### Goal
Convert the lines below into a Markdown table with two columns, Row and Line: number each line in Row and give its text in Line. Omit any blank lines.

-------------------------

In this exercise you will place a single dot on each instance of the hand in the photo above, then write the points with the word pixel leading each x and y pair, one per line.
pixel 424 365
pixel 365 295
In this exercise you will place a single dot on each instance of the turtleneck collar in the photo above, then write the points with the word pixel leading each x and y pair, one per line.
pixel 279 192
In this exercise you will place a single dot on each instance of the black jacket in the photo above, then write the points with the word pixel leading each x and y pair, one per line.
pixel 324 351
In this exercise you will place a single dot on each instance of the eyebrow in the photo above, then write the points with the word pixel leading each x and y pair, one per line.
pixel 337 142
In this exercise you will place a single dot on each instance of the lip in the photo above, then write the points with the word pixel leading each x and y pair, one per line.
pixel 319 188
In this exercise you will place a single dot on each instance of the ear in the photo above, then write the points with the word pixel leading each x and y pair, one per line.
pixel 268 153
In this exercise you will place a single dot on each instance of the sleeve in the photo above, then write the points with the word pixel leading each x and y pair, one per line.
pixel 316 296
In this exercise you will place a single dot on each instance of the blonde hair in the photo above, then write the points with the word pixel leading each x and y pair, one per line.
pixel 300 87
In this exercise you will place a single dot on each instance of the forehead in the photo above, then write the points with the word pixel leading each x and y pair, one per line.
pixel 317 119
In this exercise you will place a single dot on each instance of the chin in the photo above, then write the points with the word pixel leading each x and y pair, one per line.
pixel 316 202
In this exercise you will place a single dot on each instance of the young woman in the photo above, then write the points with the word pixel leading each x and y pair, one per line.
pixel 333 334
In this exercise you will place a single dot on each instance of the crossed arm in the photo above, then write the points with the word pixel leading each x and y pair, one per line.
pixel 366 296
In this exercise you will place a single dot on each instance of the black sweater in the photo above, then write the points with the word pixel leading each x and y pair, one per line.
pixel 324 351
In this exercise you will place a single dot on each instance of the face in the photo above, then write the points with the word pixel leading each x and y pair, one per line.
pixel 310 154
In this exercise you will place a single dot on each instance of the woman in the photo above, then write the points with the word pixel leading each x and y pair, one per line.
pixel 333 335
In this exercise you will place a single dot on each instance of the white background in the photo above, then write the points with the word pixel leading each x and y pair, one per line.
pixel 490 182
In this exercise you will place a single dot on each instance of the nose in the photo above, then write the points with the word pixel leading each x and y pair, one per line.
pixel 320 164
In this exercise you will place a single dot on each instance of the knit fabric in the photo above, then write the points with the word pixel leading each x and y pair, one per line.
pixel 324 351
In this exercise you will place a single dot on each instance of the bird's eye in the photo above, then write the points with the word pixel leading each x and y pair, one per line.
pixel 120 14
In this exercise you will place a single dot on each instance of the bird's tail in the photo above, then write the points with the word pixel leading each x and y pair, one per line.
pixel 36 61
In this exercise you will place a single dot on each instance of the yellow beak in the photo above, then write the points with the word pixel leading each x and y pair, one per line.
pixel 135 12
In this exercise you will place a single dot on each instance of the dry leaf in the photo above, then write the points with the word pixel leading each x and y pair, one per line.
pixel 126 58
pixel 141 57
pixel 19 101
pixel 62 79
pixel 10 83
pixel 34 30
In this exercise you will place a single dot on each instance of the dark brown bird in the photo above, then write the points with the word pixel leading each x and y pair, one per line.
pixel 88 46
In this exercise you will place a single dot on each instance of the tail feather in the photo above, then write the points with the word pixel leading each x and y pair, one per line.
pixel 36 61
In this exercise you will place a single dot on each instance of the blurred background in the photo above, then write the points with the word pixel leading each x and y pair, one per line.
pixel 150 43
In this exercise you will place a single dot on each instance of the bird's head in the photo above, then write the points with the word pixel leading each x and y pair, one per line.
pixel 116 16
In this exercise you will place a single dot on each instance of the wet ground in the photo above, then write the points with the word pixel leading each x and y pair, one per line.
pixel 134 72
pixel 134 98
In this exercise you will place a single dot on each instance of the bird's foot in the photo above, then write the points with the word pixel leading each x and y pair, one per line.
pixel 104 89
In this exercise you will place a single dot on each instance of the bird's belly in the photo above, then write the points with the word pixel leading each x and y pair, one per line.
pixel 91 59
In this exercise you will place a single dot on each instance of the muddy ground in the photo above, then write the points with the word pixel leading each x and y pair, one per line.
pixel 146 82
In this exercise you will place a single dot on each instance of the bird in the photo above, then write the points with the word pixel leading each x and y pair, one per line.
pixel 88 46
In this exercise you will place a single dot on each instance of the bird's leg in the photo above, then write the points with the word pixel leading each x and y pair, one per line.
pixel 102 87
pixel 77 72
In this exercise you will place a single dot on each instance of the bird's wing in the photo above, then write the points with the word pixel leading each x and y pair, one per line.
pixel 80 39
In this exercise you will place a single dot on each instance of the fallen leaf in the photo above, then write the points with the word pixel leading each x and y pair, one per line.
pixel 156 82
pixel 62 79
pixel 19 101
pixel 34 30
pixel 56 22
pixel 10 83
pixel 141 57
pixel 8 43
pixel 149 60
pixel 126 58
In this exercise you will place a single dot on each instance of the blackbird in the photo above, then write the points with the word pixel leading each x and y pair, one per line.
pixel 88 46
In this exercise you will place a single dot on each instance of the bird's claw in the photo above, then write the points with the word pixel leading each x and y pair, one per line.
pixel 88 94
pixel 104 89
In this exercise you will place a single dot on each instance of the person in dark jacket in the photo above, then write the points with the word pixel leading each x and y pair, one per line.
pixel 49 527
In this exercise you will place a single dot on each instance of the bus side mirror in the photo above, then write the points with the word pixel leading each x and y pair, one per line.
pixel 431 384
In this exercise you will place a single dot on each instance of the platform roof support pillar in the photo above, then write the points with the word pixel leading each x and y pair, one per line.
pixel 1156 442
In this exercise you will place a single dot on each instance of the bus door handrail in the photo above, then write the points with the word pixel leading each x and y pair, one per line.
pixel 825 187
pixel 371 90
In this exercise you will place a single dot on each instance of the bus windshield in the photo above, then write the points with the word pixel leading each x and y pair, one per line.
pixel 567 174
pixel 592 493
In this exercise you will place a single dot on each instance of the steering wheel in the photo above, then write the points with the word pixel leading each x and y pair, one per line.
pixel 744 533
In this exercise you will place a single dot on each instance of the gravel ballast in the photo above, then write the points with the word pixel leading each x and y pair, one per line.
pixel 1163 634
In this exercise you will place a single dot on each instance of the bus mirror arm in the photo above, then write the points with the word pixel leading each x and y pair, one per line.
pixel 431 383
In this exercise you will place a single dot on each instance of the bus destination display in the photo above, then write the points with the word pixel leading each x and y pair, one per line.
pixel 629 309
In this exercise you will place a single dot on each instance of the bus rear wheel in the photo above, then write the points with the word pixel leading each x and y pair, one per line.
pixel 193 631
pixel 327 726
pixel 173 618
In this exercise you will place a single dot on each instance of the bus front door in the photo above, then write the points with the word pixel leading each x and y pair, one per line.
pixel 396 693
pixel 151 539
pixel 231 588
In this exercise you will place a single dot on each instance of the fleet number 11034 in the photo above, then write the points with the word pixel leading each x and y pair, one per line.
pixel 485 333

-------------------------

### Exercise output
| Row | Line |
|---|---|
| 1 | In this exercise you will place a single dot on each instance of the hand in the photo above, then write the points with the word pixel leading each x and y pair, one per line. |
| 2 | pixel 424 365 |
| 3 | pixel 365 295 |
| 4 | In this exercise you will place a single dot on each instance of the turtleneck collar in the photo above, then write the points with the word pixel leading each x and y pair, one per line. |
| 5 | pixel 279 192 |
| 6 | In this exercise you will place a single dot on each instance of the black jacket in the photo above, then write the points with the word pixel leading each x and y pair, one per line. |
| 7 | pixel 324 351 |
| 8 | In this exercise you will place a single dot on each instance of the eyebrow in the photo above, then write the points with the word pixel leading each x and y pair, one per line. |
| 9 | pixel 337 142 |
| 10 | In this exercise you will place a single dot on each instance of the lip in the photo above, then write the points with the word pixel leading each x and y pair, one per line. |
| 11 | pixel 319 188 |
| 12 | In this exercise you will place a single dot on each instance of the ear in the photo above, then write the points with the word pixel leading each x and y pair, one per line. |
| 13 | pixel 268 153 |
| 14 | In this exercise you will place a single dot on each instance of the sleeve in the photo above, then write the points with the word pixel leading each x and y pair, one per line. |
| 15 | pixel 316 296 |
| 16 | In this exercise you will place a single dot on each instance of the blonde hair in the photo above, then write the points with the word pixel leading each x and y pair, one per line. |
| 17 | pixel 300 87 |
| 18 | In this exercise you will place a single dot on each instance of the forehead in the photo above, then write the points with the word pixel leading each x and y pair, one per line. |
| 19 | pixel 317 119 |
| 20 | In this exercise you will place a single dot on each instance of the chin in the photo above, then write the points with the word pixel leading each x and y pair, one per line. |
| 21 | pixel 316 202 |
| 22 | In this exercise you will place a single dot on each instance of the young woman in the photo above, then write the points with the word pixel leading each x and y pair, one per line. |
| 23 | pixel 333 334 |
| 24 | In this exercise you will place a single dot on each instance of the crossed arm in the photo above, then write the points with the word pixel leading each x and y pair, one per line. |
| 25 | pixel 366 296 |
| 26 | In this exercise you will place a single dot on each instance of the black sweater in the photo above, then write the points with the word pixel leading each x and y pair, one per line. |
| 27 | pixel 324 351 |
| 28 | In this exercise you will place a single dot on each instance of the face in the photo above, then write the points with the word pixel leading each x and y pair, one per line. |
| 29 | pixel 310 154 |
| 30 | In this exercise you will place a single dot on each instance of the woman in the photo above, then write the points with the word pixel leading each x and y pair, one per line. |
| 31 | pixel 333 335 |
| 32 | In this exercise you will place a single dot on each instance of the white background in the photo above, then write the points with the word pixel leading each x and y pair, one per line. |
| 33 | pixel 490 182 |
| 34 | In this exercise you will place a single dot on each instance of the nose in the photo above, then write the points with the word pixel leading each x and y pair, one per line. |
| 35 | pixel 320 164 |
| 36 | In this exercise you will place a single dot on each instance of the knit fabric in the photo above, then write the points with the word pixel leading each x and y pair, one per line. |
| 37 | pixel 324 351 |
| 38 | In this exercise you will place a single dot on each instance of the bird's eye in the photo above, then write the points with the word pixel leading each x and y pair, one per line. |
| 39 | pixel 120 14 |
| 40 | In this exercise you will place a single dot on each instance of the bird's tail in the photo above, then write the points with the word pixel leading each x and y pair, one per line. |
| 41 | pixel 36 61 |
| 42 | In this exercise you will place a single dot on each instance of the yellow beak in the photo above, then write the points with the word pixel leading each x and y pair, one per line. |
| 43 | pixel 135 12 |
| 44 | In this exercise you will place a single dot on each instance of the dry leaf in the photo above, then write the points with the word pixel leading each x and y pair, one per line. |
| 45 | pixel 126 58 |
| 46 | pixel 141 57 |
| 47 | pixel 19 101 |
| 48 | pixel 62 79 |
| 49 | pixel 10 83 |
| 50 | pixel 34 30 |
| 51 | In this exercise you will place a single dot on each instance of the dark brown bird in the photo above, then write the points with the word pixel leading each x and y pair, one per line. |
| 52 | pixel 88 46 |
| 53 | In this exercise you will place a single dot on each instance of the tail feather in the photo above, then write the points with the word pixel leading each x and y pair, one per line. |
| 54 | pixel 36 61 |
| 55 | In this exercise you will place a single dot on each instance of the blurred background in the photo above, then write the points with the word pixel leading each x and y pair, one per line. |
| 56 | pixel 150 43 |
| 57 | In this exercise you will place a single dot on each instance of the bird's head in the photo above, then write the points with the word pixel leading each x and y pair, one per line. |
| 58 | pixel 116 16 |
| 59 | In this exercise you will place a single dot on each instance of the wet ground in the photo above, then write the points with the word pixel leading each x and y pair, one per line. |
| 60 | pixel 134 72 |
| 61 | pixel 134 98 |
| 62 | In this exercise you will place a single dot on each instance of the bird's foot in the photo above, then write the points with the word pixel leading each x and y pair, one per line. |
| 63 | pixel 104 89 |
| 64 | In this exercise you will place a single dot on each instance of the bird's belly in the photo above, then write the points with the word pixel leading each x and y pair, one per line. |
| 65 | pixel 91 59 |
| 66 | In this exercise you will place a single dot on each instance of the muddy ground in the photo above, then write the points with the word pixel leading each x and y pair, one per line. |
| 67 | pixel 146 82 |
| 68 | In this exercise you will place a single dot on each instance of the bird in the photo above, then write the points with the word pixel leading each x and y pair, one per line. |
| 69 | pixel 88 46 |
| 70 | In this exercise you will place a single dot on each instance of the bird's leg in the photo above, then write the points with the word pixel leading each x and y pair, one per line. |
| 71 | pixel 102 87 |
| 72 | pixel 77 72 |
| 73 | In this exercise you will place a single dot on each instance of the bird's wing in the photo above, then write the points with the word pixel leading each x and y pair, one per line. |
| 74 | pixel 80 39 |
| 75 | In this exercise you will place a single dot on each instance of the fallen leaf in the photo above, then write the points with the word pixel leading each x and y pair, one per line. |
| 76 | pixel 156 82 |
| 77 | pixel 62 79 |
| 78 | pixel 19 101 |
| 79 | pixel 34 30 |
| 80 | pixel 56 22 |
| 81 | pixel 10 83 |
| 82 | pixel 141 57 |
| 83 | pixel 8 43 |
| 84 | pixel 149 60 |
| 85 | pixel 126 58 |
| 86 | In this exercise you will place a single dot on each instance of the blackbird in the photo above, then write the points with the word pixel leading each x and y pair, one per line. |
| 87 | pixel 88 46 |
| 88 | In this exercise you will place a single dot on each instance of the bird's claw in the photo above, then write the points with the word pixel leading each x and y pair, one per line. |
| 89 | pixel 88 94 |
| 90 | pixel 104 89 |
| 91 | In this exercise you will place a single dot on each instance of the person in dark jacket in the photo above, then write the points with the word pixel leading each x and y pair, one per line. |
| 92 | pixel 49 527 |
| 93 | In this exercise you will place a single dot on each instance of the bus side mirror in the photo above, then write the points with the word pixel leading each x and y pair, one per line. |
| 94 | pixel 431 384 |
| 95 | In this exercise you will place a single dot on each instance of the platform roof support pillar in the photo above, then write the points with the word pixel leading each x and y pair, one per line. |
| 96 | pixel 1156 442 |
| 97 | In this exercise you will place a single dot on each instance of the bus door handrail in the photo above, then write the points with the word pixel leading each x and y pair, one per line. |
| 98 | pixel 825 187 |
| 99 | pixel 371 90 |
| 100 | In this exercise you will place a single dot on each instance of the bus windshield in the photo above, then write the points with the word pixel leading each x and y pair, one per line. |
| 101 | pixel 567 174 |
| 102 | pixel 592 493 |
| 103 | In this exercise you will place a single dot on each instance of the steering wheel in the photo above, then write the points with the word pixel leading each x and y pair, one per line. |
| 104 | pixel 744 533 |
| 105 | In this exercise you will place a single dot on each instance of the gravel ballast in the photo above, then write the points with the word pixel leading each x and y pair, one per line. |
| 106 | pixel 1163 634 |
| 107 | In this exercise you will place a single dot on each instance of the bus mirror arm in the photo above, then write the points with the word pixel leading each x and y pair, one per line. |
| 108 | pixel 431 383 |
| 109 | In this exercise you will place a single dot on each instance of the bus destination display in the photo above, then write the points with the word pixel leading each x and y pair, one per line. |
| 110 | pixel 629 309 |
| 111 | In this exercise you will place a single dot on each instance of the bus rear wheel in the photo above, then write the points with the word pixel leading each x and y pair, one per line. |
| 112 | pixel 193 631 |
| 113 | pixel 327 726 |
| 114 | pixel 173 618 |
| 115 | In this exercise you will place a single dot on each instance of the bus front door in the photo above, then write the points with the word pixel leading each x and y pair, one per line. |
| 116 | pixel 396 693 |
| 117 | pixel 151 539 |
| 118 | pixel 231 588 |
| 119 | In this exercise you will place a single dot on each instance of the fleet number 11034 in the photo above, then write the points with the word pixel leading each x and y pair, one per line. |
| 120 | pixel 485 333 |